#### Dataset extract

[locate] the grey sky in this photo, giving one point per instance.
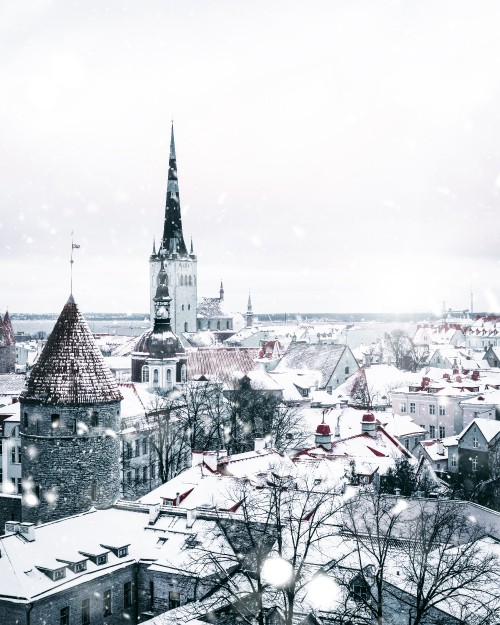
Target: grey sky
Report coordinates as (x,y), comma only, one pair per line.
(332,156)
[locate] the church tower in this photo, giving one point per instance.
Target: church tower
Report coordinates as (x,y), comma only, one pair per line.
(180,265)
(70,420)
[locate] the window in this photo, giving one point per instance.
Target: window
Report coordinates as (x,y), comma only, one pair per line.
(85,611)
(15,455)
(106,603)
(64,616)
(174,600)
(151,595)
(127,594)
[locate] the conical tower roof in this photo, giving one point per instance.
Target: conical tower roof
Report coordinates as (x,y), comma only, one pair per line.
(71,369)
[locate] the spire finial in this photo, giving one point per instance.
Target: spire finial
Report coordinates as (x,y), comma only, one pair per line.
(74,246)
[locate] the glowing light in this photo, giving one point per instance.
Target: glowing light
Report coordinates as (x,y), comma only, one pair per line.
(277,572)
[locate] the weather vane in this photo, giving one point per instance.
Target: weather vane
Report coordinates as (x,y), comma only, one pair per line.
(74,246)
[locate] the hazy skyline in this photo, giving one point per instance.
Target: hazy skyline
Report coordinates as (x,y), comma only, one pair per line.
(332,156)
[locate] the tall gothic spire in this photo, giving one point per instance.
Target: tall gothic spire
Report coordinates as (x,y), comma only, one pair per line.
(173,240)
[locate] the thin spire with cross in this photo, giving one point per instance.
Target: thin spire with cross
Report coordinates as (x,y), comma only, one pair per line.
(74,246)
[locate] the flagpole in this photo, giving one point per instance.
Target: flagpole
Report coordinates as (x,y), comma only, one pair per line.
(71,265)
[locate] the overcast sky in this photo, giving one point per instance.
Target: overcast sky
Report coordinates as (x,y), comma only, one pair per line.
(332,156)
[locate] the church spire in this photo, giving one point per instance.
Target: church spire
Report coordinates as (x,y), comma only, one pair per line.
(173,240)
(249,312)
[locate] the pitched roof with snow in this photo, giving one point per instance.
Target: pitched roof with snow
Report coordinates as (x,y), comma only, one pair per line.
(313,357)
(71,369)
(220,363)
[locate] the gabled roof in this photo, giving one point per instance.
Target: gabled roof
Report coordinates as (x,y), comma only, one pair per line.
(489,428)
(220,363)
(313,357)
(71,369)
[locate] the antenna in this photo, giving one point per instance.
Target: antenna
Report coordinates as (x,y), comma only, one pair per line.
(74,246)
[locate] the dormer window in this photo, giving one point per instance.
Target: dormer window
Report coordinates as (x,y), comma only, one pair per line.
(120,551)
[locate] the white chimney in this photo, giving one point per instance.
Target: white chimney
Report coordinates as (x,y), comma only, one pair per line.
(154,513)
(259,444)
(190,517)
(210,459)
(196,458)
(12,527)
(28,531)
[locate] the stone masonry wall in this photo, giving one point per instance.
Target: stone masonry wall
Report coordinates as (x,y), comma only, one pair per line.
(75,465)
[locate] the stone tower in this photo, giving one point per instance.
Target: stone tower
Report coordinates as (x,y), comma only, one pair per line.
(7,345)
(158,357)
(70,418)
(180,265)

==

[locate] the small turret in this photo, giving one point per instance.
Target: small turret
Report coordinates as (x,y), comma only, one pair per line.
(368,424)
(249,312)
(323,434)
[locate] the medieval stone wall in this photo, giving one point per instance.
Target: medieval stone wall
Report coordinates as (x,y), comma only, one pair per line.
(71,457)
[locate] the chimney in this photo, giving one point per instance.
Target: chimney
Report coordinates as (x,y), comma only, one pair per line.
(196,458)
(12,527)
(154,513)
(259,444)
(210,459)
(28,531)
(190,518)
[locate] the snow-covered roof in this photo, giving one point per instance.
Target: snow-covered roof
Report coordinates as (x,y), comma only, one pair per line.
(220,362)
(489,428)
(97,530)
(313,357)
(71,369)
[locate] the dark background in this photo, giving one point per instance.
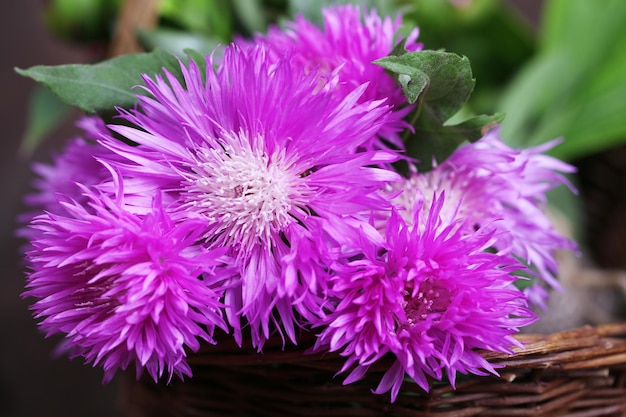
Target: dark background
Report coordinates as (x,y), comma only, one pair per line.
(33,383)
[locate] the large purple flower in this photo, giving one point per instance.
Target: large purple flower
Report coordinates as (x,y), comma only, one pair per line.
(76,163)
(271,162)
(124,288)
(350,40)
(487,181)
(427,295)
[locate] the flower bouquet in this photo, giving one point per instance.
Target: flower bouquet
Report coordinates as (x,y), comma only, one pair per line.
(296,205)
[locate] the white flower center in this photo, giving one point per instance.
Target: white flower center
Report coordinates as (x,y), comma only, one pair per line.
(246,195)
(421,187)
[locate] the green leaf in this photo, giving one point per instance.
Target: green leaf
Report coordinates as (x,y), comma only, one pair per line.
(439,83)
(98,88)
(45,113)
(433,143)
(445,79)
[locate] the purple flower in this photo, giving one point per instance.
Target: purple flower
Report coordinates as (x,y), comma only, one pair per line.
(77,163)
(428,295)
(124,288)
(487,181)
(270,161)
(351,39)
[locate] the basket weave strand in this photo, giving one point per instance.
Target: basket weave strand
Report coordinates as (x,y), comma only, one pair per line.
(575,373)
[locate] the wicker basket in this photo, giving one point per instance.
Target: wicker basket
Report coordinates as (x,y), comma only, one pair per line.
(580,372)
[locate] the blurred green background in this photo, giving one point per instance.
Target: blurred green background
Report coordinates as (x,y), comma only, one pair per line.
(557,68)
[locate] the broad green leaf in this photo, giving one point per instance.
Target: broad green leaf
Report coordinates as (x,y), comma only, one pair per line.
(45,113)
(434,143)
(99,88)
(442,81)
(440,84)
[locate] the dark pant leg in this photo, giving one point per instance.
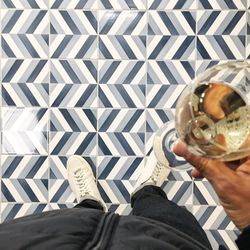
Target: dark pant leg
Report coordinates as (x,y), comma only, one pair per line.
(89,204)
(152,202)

---

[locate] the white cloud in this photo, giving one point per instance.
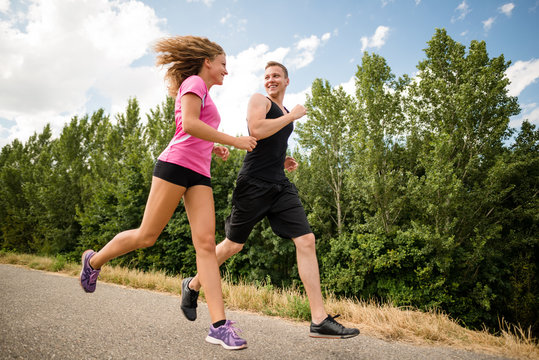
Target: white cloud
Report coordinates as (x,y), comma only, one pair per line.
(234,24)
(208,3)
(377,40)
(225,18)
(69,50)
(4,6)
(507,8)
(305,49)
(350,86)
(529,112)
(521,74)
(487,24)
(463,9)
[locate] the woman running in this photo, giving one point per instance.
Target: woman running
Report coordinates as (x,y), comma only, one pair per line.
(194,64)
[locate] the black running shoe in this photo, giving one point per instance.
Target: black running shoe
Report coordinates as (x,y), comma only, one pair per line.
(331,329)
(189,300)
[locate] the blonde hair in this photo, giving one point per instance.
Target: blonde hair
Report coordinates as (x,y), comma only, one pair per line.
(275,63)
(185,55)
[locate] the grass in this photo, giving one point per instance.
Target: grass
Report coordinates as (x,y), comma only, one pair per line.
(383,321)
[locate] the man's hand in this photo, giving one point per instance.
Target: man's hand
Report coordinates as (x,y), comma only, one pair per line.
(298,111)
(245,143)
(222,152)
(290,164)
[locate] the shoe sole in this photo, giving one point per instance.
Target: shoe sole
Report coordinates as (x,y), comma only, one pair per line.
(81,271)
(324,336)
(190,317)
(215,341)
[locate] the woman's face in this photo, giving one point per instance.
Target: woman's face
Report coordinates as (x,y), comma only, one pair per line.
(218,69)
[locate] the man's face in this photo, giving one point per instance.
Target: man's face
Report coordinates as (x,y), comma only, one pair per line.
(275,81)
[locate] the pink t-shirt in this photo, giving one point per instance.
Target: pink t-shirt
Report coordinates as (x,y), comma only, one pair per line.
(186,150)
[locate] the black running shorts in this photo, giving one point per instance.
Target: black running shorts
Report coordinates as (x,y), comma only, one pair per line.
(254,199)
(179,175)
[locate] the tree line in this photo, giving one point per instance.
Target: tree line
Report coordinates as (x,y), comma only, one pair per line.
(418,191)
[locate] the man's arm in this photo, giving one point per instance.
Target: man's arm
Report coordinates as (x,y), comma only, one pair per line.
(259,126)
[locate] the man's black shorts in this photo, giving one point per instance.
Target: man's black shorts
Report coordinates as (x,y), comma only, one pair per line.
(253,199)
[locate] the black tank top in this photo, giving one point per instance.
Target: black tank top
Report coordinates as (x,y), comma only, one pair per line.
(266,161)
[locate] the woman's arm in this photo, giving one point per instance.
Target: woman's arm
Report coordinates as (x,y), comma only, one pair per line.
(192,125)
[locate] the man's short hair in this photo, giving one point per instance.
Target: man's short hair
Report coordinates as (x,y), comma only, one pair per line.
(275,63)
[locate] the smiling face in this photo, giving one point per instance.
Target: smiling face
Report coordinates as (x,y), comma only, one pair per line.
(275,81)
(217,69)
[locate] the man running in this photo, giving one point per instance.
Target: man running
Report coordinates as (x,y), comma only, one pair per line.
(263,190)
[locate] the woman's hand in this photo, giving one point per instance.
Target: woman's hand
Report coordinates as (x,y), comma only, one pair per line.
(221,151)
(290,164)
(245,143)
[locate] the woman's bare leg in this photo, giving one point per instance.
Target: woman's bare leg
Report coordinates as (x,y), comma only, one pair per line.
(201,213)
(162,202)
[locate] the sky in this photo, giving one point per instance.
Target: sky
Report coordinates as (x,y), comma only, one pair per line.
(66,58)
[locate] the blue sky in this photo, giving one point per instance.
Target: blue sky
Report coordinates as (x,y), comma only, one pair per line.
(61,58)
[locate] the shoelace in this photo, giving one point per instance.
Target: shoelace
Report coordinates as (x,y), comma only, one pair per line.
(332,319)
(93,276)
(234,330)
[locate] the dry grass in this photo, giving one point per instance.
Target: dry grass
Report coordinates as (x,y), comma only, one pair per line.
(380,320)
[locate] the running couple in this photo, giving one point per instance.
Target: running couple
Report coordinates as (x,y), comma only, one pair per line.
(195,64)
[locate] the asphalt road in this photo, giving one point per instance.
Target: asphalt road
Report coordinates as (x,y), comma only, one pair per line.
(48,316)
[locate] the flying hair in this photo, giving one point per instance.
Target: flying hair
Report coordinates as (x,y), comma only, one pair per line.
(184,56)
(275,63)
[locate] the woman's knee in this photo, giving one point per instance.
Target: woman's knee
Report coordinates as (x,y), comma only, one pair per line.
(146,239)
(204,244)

#### What is asked
Count the lines above that contain the string "grey", treating uppercase and lowercase as different, and reply with the number alone.

#### Result for this task
2